• _Seitenauszug_
────────────────────────────────────────

# taz.de -- Schwaben-Debatte: Nicht mehr als dicke Nudeln
       
       > Bereits vor zwei Jahren verteilte unser Autor äußerst erfolgreich
       > "Schwabylon"-Aufkleber. Die aktuelle Spätzle-Truppe hat die Sticker
       > einfach kopiert - verfolgt aber offenbar ganz andere Ziele.
       
 (IMG) Bild: Die "Schwabenecke" - ist das noch politisch korrekt?
       
       Als vor zwei Jahren die heiße Phase der „Welcome to Schwabylon“-Verbreitung
       lief, waren wir überrascht und etwas verwundert über das breite Medienecho
       auf die von uns verteilten, relativ banalen Aufkleber. Von der taz über den
       RBB bis zu Spiegel Online International, alle schienen auf dieses eine Wort
       gewartet zu haben: Schwabylon! Endlich hatte man eine Bezeichnung für die
       „Schwaben in Berlin“-Schublade. „Babylon ist der Code für die Angst vor zu
       vielen Möglichkeiten, Schwabylon heißt die Furcht vor der
       Alternativlosigkeit“, schrieb damals taz-Redakteur Daniel Schulz – und er
       hatte recht.

────────────────────────────────────────

• _Vorliegende Angaben_
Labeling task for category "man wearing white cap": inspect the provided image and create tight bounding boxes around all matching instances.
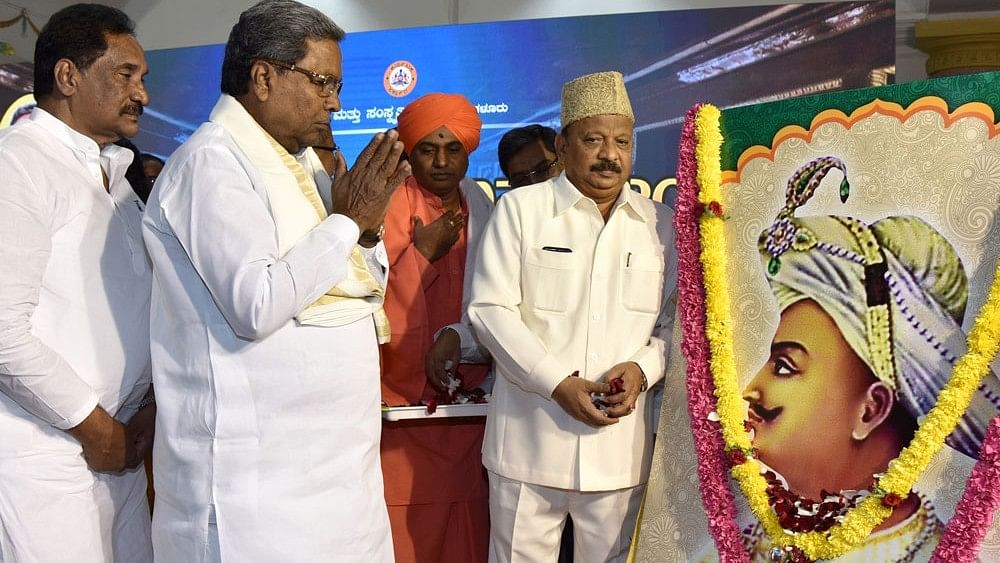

────────────────────────────────────────

• _Zu erledigen_
(a) Beantworte anhand des Artikels über die Schwabylon-Aufkleber:
(i) Vor wie vielen Jahren hat der Autor die „Schwabylon“-Aufkleber verteilt?
(ii) Wie heißt der taz-Redakteur, der zitiert wird?
(iii) Wofür ist Babylon laut diesem Zitat der Code?
(b) Schreib den Artikel über die Schwabylon-Aufkleber nach seinem letzten Satz weiter.

• _Erwartete Ergebnisse_
(a)
(i) Vor zwei Jahren.
(ii) Daniel Schulz.
(iii) Für die Angst vor zu vielen Möglichkeiten.

(b)
       Dass wir uns als gebürtige Kreuzberger mit Graffitihintergrund zur
       massenhaften Verbreitung unserer Botschaft mit verschiedenen, theoretisch
       verfeindeten Gruppen aus dem Osten Berlins verbündet haben, spricht für die
       Solidarität, die der Berliner entwickeln kann, wenn es ihm an den Kragen
       geht. Zwar haben wir den Begriff Schwabylon nicht erfunden: In München gab
       es bereits Anfang der 1970er Jahre (allerdings nur kurzzeitig) ein
       Einkaufs- und Freizeitzentrum mit dem gleichen Namen. Aber immerhin konnte
       man uns anrechnen, dass wir von diesem Konsumtempel keine Ahnung hatten und
       wir die Ersten waren, die ganz bestimmte Ecken – etwa den Prenzlauer Berg
       oder Teile von Kreuzberg – mit dem vergleichsweise harmlosen Stigma des
       „Schwaben-Kiezes“ brandmarkten.
       
       ## Kein klares Statement
       
       Obwohl unser Standpunkt immer relativ patriotisch daherkam, haben wir es
       mit Absicht vermieden, ein klares Statement abzuliefern. Was bedeutet
       „Welcome to Schwabylon“ schon? Anders als „Schwaben raus!“ oder gar „Kauft
       nicht bei Schwaben!“ enthält sich der Sticker jeder Wertung. Das war
       absolut kein Zufall.
       
       Ich erinnere mich an eine Anekdote aus Prenzlauer Berg, wo ich vor knapp
       zwei Jahren einen jungen Mann dabei beobachtete, wie er die in der
       Kollwitzstraße eben erst angebrachten Aufkleber äußerst mühsam entfernte.
       Auf Nachfrage betonte er, diese Schwaben hätten dafür gesorgt, dass er aus
       seiner Wohnung ausziehen müsse. Jetzt auch noch überall diese Sticker
       ertragen zu müssen, das sei einfach zu viel für sein schwaches Gemüt. Also
       ließ ich ihn in seinem Glauben.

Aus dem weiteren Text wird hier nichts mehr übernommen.